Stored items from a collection
==========

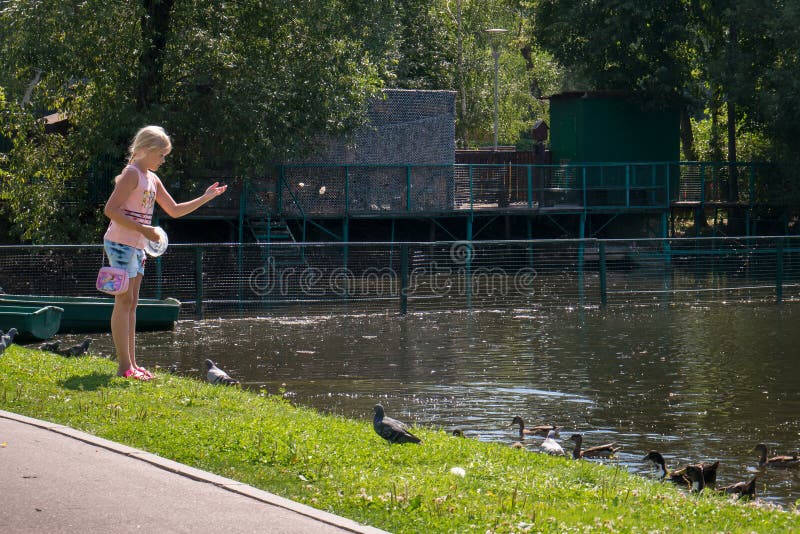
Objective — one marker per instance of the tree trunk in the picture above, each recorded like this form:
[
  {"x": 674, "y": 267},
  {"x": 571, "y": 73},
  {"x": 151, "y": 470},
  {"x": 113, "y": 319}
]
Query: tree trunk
[
  {"x": 687, "y": 137},
  {"x": 155, "y": 28}
]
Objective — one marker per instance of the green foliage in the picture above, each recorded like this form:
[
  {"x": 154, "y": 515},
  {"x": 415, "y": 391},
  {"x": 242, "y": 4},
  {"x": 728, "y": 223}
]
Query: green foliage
[
  {"x": 239, "y": 85},
  {"x": 342, "y": 466}
]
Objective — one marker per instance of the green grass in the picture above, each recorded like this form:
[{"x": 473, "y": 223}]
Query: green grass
[{"x": 342, "y": 466}]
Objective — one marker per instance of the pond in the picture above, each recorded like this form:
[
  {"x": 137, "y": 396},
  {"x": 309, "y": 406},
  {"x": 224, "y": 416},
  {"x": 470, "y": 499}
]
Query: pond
[{"x": 698, "y": 383}]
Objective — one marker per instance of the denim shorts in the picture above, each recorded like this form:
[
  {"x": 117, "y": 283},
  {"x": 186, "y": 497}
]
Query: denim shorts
[{"x": 125, "y": 257}]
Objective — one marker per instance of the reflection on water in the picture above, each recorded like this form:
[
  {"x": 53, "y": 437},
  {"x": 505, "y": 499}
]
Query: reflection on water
[{"x": 696, "y": 383}]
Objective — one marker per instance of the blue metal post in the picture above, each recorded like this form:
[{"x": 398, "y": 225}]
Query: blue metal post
[
  {"x": 627, "y": 186},
  {"x": 581, "y": 247},
  {"x": 408, "y": 187},
  {"x": 403, "y": 279},
  {"x": 468, "y": 264},
  {"x": 779, "y": 271},
  {"x": 198, "y": 282},
  {"x": 603, "y": 291}
]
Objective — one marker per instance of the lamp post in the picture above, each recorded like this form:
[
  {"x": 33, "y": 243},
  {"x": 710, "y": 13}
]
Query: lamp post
[{"x": 495, "y": 34}]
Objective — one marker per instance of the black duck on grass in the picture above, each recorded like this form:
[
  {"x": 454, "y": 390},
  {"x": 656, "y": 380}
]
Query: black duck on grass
[
  {"x": 75, "y": 350},
  {"x": 679, "y": 476},
  {"x": 541, "y": 430},
  {"x": 7, "y": 339},
  {"x": 50, "y": 346},
  {"x": 216, "y": 375},
  {"x": 598, "y": 451},
  {"x": 782, "y": 461},
  {"x": 744, "y": 490},
  {"x": 390, "y": 429}
]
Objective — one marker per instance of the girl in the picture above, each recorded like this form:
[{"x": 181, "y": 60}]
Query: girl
[{"x": 130, "y": 208}]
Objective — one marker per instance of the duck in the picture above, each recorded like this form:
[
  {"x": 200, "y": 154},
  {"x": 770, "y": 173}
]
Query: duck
[
  {"x": 390, "y": 429},
  {"x": 540, "y": 430},
  {"x": 551, "y": 446},
  {"x": 695, "y": 477},
  {"x": 780, "y": 461},
  {"x": 744, "y": 490},
  {"x": 598, "y": 451},
  {"x": 75, "y": 350},
  {"x": 679, "y": 476}
]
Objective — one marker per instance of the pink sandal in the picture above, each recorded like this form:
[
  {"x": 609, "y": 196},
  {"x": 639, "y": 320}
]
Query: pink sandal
[
  {"x": 134, "y": 373},
  {"x": 145, "y": 372}
]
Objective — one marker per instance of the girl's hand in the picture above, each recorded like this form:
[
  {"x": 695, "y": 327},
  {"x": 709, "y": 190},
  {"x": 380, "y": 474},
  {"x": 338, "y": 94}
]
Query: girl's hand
[{"x": 215, "y": 190}]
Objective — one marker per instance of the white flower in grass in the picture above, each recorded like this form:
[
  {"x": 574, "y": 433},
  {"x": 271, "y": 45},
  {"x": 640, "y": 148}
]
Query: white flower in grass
[{"x": 458, "y": 471}]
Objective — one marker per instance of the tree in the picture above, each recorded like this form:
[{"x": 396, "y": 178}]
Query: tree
[{"x": 239, "y": 86}]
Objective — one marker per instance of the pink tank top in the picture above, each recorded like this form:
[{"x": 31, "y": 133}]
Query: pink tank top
[{"x": 138, "y": 207}]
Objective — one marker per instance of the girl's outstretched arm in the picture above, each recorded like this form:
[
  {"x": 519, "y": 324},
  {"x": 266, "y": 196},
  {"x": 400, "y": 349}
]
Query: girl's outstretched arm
[
  {"x": 113, "y": 209},
  {"x": 175, "y": 210}
]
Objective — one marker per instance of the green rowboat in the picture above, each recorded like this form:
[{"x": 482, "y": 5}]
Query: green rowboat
[
  {"x": 33, "y": 323},
  {"x": 93, "y": 314}
]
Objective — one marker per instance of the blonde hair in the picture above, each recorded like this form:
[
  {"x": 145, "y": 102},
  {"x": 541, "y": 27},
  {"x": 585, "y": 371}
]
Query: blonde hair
[{"x": 148, "y": 138}]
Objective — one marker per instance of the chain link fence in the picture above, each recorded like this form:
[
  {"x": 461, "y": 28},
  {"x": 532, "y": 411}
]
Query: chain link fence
[{"x": 217, "y": 280}]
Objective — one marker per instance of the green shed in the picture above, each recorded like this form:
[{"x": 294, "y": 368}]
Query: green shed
[{"x": 609, "y": 127}]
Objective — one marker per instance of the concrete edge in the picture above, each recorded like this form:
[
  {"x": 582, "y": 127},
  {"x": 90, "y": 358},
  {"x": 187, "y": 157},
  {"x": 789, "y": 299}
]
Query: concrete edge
[{"x": 197, "y": 474}]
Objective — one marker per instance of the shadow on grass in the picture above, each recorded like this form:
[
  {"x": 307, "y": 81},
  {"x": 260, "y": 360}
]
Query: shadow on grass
[{"x": 92, "y": 382}]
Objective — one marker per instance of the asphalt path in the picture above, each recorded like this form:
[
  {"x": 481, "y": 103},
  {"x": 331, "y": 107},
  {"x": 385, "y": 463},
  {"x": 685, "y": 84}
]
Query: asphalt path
[{"x": 59, "y": 480}]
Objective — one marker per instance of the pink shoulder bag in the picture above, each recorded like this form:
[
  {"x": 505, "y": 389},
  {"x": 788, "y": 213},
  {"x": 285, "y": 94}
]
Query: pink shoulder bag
[{"x": 112, "y": 280}]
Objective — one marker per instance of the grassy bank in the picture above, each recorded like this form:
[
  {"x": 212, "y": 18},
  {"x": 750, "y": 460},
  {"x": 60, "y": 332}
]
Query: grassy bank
[{"x": 342, "y": 466}]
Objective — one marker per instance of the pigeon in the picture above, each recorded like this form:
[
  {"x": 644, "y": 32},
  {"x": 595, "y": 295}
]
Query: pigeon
[
  {"x": 52, "y": 346},
  {"x": 218, "y": 376},
  {"x": 390, "y": 429},
  {"x": 551, "y": 446},
  {"x": 75, "y": 350}
]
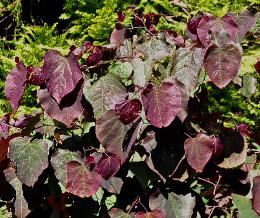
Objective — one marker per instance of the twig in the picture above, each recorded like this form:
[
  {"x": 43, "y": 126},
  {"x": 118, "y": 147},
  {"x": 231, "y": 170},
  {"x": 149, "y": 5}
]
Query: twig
[{"x": 179, "y": 163}]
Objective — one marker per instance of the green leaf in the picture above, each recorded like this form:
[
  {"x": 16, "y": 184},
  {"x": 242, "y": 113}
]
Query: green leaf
[
  {"x": 59, "y": 161},
  {"x": 176, "y": 206},
  {"x": 249, "y": 86},
  {"x": 30, "y": 158},
  {"x": 244, "y": 206}
]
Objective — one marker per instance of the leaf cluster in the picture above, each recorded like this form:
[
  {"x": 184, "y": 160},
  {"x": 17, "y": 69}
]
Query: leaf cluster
[{"x": 124, "y": 129}]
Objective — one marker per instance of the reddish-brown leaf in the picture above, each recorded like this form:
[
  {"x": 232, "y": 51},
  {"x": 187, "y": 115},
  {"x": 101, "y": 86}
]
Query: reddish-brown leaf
[
  {"x": 256, "y": 194},
  {"x": 198, "y": 151},
  {"x": 15, "y": 85},
  {"x": 222, "y": 63},
  {"x": 108, "y": 165},
  {"x": 161, "y": 104},
  {"x": 62, "y": 74},
  {"x": 152, "y": 214},
  {"x": 81, "y": 181},
  {"x": 65, "y": 115}
]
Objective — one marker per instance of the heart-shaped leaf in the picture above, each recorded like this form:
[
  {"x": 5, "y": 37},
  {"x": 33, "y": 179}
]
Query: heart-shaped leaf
[
  {"x": 256, "y": 194},
  {"x": 20, "y": 204},
  {"x": 108, "y": 165},
  {"x": 62, "y": 74},
  {"x": 152, "y": 214},
  {"x": 15, "y": 85},
  {"x": 198, "y": 151},
  {"x": 29, "y": 157},
  {"x": 245, "y": 21},
  {"x": 80, "y": 180},
  {"x": 65, "y": 115},
  {"x": 59, "y": 161},
  {"x": 222, "y": 63},
  {"x": 186, "y": 66},
  {"x": 161, "y": 103},
  {"x": 175, "y": 206},
  {"x": 128, "y": 110},
  {"x": 105, "y": 94},
  {"x": 111, "y": 133}
]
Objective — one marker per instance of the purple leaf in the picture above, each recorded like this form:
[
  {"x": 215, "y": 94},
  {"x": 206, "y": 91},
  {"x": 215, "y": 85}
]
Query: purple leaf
[
  {"x": 111, "y": 133},
  {"x": 118, "y": 213},
  {"x": 179, "y": 206},
  {"x": 229, "y": 24},
  {"x": 117, "y": 36},
  {"x": 105, "y": 94},
  {"x": 198, "y": 151},
  {"x": 81, "y": 181},
  {"x": 245, "y": 21},
  {"x": 149, "y": 142},
  {"x": 128, "y": 110},
  {"x": 161, "y": 103},
  {"x": 173, "y": 38},
  {"x": 4, "y": 145},
  {"x": 59, "y": 161},
  {"x": 151, "y": 19},
  {"x": 205, "y": 27},
  {"x": 243, "y": 129},
  {"x": 120, "y": 16},
  {"x": 4, "y": 126},
  {"x": 256, "y": 194},
  {"x": 95, "y": 57},
  {"x": 192, "y": 28},
  {"x": 62, "y": 74},
  {"x": 222, "y": 63},
  {"x": 108, "y": 165},
  {"x": 257, "y": 66},
  {"x": 113, "y": 185},
  {"x": 152, "y": 214},
  {"x": 37, "y": 76},
  {"x": 234, "y": 150},
  {"x": 154, "y": 49},
  {"x": 15, "y": 85},
  {"x": 210, "y": 25},
  {"x": 186, "y": 67},
  {"x": 20, "y": 204},
  {"x": 66, "y": 115}
]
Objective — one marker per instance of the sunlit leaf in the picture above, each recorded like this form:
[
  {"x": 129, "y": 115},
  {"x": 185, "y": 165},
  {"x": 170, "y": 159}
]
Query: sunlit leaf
[
  {"x": 105, "y": 94},
  {"x": 222, "y": 63},
  {"x": 80, "y": 180},
  {"x": 161, "y": 103},
  {"x": 62, "y": 74},
  {"x": 20, "y": 204},
  {"x": 15, "y": 85},
  {"x": 29, "y": 157}
]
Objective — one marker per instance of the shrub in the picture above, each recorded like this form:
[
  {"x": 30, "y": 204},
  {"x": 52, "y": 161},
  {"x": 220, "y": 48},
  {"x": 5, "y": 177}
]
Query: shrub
[{"x": 125, "y": 129}]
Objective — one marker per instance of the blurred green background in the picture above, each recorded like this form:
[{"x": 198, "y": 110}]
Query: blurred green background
[{"x": 28, "y": 28}]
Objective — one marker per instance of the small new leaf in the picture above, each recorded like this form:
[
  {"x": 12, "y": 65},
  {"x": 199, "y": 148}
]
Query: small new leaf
[{"x": 15, "y": 85}]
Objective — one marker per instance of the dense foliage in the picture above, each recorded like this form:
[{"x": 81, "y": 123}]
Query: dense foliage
[{"x": 125, "y": 129}]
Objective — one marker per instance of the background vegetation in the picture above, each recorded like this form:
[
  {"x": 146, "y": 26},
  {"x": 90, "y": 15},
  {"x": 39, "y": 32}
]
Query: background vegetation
[{"x": 28, "y": 28}]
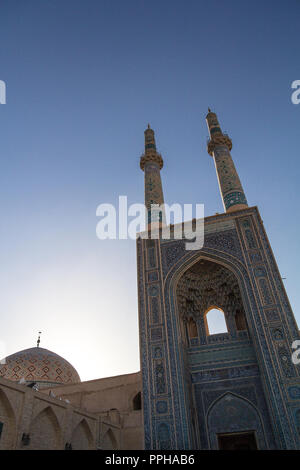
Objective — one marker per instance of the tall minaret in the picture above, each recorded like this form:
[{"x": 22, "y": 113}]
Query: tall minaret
[
  {"x": 151, "y": 163},
  {"x": 219, "y": 147}
]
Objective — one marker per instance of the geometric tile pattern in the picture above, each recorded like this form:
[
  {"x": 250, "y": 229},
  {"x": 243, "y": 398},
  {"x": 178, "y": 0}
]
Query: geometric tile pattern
[{"x": 40, "y": 365}]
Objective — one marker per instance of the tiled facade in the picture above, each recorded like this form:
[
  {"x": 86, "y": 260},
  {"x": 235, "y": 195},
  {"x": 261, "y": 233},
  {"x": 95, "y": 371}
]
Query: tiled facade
[{"x": 200, "y": 387}]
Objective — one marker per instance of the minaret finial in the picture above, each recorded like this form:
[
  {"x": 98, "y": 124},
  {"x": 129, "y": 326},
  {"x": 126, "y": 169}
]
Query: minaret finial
[
  {"x": 219, "y": 147},
  {"x": 151, "y": 163}
]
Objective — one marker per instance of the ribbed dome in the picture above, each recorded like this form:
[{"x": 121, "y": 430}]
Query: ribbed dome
[{"x": 38, "y": 365}]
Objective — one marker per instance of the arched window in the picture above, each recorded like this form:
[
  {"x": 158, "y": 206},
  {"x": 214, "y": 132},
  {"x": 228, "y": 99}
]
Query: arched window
[
  {"x": 137, "y": 402},
  {"x": 240, "y": 321},
  {"x": 192, "y": 328},
  {"x": 215, "y": 321}
]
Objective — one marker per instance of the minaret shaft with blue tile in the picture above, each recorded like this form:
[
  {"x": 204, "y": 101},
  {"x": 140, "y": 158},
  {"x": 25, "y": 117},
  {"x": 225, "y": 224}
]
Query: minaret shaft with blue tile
[
  {"x": 219, "y": 147},
  {"x": 151, "y": 163}
]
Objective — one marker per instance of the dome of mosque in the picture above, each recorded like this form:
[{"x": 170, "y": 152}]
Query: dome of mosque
[{"x": 38, "y": 365}]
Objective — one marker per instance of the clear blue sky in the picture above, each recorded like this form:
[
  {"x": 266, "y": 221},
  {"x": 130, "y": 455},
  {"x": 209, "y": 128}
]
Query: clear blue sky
[{"x": 84, "y": 77}]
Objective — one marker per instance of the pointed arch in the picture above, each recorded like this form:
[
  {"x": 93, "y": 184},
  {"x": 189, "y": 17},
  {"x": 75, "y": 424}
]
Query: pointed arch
[
  {"x": 8, "y": 422},
  {"x": 137, "y": 401},
  {"x": 192, "y": 328},
  {"x": 82, "y": 437},
  {"x": 215, "y": 320},
  {"x": 232, "y": 413},
  {"x": 109, "y": 441},
  {"x": 45, "y": 431}
]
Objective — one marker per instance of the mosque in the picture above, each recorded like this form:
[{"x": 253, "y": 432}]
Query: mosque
[{"x": 238, "y": 389}]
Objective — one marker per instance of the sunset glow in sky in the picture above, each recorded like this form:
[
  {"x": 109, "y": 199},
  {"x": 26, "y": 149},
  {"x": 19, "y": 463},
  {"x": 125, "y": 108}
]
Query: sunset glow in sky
[{"x": 83, "y": 79}]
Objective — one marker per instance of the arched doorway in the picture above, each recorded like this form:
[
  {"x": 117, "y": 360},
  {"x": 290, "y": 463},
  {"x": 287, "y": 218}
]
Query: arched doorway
[
  {"x": 7, "y": 423},
  {"x": 45, "y": 431}
]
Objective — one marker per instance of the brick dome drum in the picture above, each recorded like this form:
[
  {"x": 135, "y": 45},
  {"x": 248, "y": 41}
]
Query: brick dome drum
[{"x": 38, "y": 365}]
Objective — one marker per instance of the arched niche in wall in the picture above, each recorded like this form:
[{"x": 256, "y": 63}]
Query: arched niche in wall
[
  {"x": 8, "y": 422},
  {"x": 232, "y": 414},
  {"x": 45, "y": 431},
  {"x": 82, "y": 438}
]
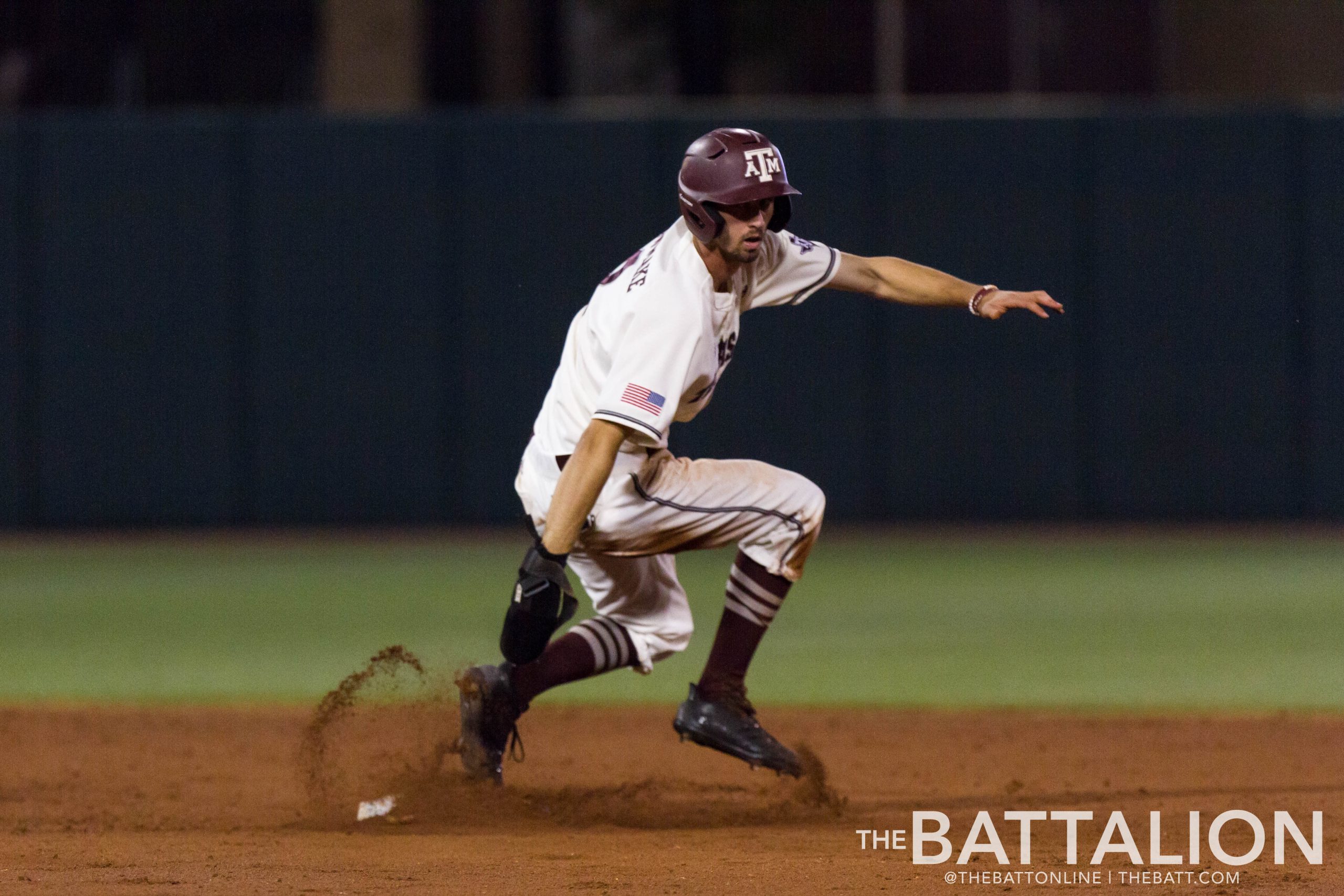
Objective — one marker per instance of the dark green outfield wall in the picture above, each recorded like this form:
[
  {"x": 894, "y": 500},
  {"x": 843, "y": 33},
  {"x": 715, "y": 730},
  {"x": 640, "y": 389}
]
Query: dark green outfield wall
[{"x": 296, "y": 320}]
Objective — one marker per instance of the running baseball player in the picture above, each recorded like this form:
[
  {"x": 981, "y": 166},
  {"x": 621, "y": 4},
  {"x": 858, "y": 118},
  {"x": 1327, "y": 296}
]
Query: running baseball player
[{"x": 608, "y": 499}]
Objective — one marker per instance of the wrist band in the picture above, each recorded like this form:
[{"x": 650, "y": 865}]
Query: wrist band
[{"x": 975, "y": 300}]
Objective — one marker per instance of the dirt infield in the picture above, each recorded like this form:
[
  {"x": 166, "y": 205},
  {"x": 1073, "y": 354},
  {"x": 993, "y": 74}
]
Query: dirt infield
[{"x": 246, "y": 801}]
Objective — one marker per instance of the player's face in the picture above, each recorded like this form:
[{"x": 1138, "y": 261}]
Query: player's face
[{"x": 743, "y": 229}]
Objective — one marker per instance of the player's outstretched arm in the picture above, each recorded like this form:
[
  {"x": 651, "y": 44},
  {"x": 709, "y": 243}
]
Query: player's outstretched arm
[
  {"x": 897, "y": 280},
  {"x": 581, "y": 481}
]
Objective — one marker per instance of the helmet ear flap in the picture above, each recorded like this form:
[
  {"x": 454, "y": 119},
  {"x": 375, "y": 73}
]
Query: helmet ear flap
[
  {"x": 716, "y": 218},
  {"x": 783, "y": 212}
]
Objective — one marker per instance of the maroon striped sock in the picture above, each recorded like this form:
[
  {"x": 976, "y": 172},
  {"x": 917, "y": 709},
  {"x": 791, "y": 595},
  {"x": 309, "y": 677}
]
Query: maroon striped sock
[
  {"x": 753, "y": 598},
  {"x": 592, "y": 647}
]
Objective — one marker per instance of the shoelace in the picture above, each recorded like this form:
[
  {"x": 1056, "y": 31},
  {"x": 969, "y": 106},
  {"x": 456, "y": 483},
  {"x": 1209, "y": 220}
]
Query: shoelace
[
  {"x": 734, "y": 696},
  {"x": 515, "y": 746}
]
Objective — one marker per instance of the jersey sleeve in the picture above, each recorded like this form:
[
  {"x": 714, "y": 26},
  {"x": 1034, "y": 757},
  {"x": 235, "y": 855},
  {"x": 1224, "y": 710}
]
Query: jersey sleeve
[
  {"x": 792, "y": 269},
  {"x": 649, "y": 371}
]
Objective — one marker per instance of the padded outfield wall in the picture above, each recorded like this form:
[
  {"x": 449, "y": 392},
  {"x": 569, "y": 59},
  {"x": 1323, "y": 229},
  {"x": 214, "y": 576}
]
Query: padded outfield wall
[{"x": 288, "y": 319}]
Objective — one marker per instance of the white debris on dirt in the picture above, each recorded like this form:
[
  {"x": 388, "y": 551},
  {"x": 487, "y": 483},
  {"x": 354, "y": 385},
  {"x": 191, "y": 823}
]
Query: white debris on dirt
[{"x": 375, "y": 808}]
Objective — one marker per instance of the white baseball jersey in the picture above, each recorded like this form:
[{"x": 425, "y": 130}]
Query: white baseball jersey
[{"x": 652, "y": 343}]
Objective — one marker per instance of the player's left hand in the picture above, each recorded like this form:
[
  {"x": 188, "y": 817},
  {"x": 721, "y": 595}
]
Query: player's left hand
[{"x": 999, "y": 301}]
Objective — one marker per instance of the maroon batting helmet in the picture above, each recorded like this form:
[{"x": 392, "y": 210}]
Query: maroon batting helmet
[{"x": 726, "y": 167}]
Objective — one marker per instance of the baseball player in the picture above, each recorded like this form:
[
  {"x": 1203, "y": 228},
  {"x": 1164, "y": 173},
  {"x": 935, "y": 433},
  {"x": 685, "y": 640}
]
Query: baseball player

==========

> TASK:
When the line with "Objective — one marker per instance of the girl's outstretched" is reached in the data above, begin copying, and stop after the line with "Objective — one marker per instance of the green shed"; copy each line exactly, both ends included.

> EXERCISE RESULT:
Objective — one marker per instance of the girl's outstretched arm in the picture above, each recorded like this form:
[
  {"x": 519, "y": 324},
  {"x": 266, "y": 196},
  {"x": 400, "y": 349}
]
Query: girl's outstretched arm
[
  {"x": 113, "y": 209},
  {"x": 175, "y": 210}
]
Objective — one marker per instance of the green rowboat in the picture above, each recorded like this form:
[{"x": 482, "y": 5}]
Query: green rowboat
[
  {"x": 33, "y": 323},
  {"x": 93, "y": 314}
]
Objective — one marker per instance of the blonde hair in the picture above, each recorded like this form:
[
  {"x": 145, "y": 102},
  {"x": 541, "y": 27},
  {"x": 585, "y": 371}
]
Query: blonde hair
[{"x": 148, "y": 138}]
Objective — one marker per instance of the chain link fence in the picture above, each recorded like this form:
[
  {"x": 461, "y": 28},
  {"x": 532, "y": 411}
]
Query: chain link fence
[{"x": 217, "y": 280}]
Objective — one marker per instance of the green shed in the picture above, each recorded like this form:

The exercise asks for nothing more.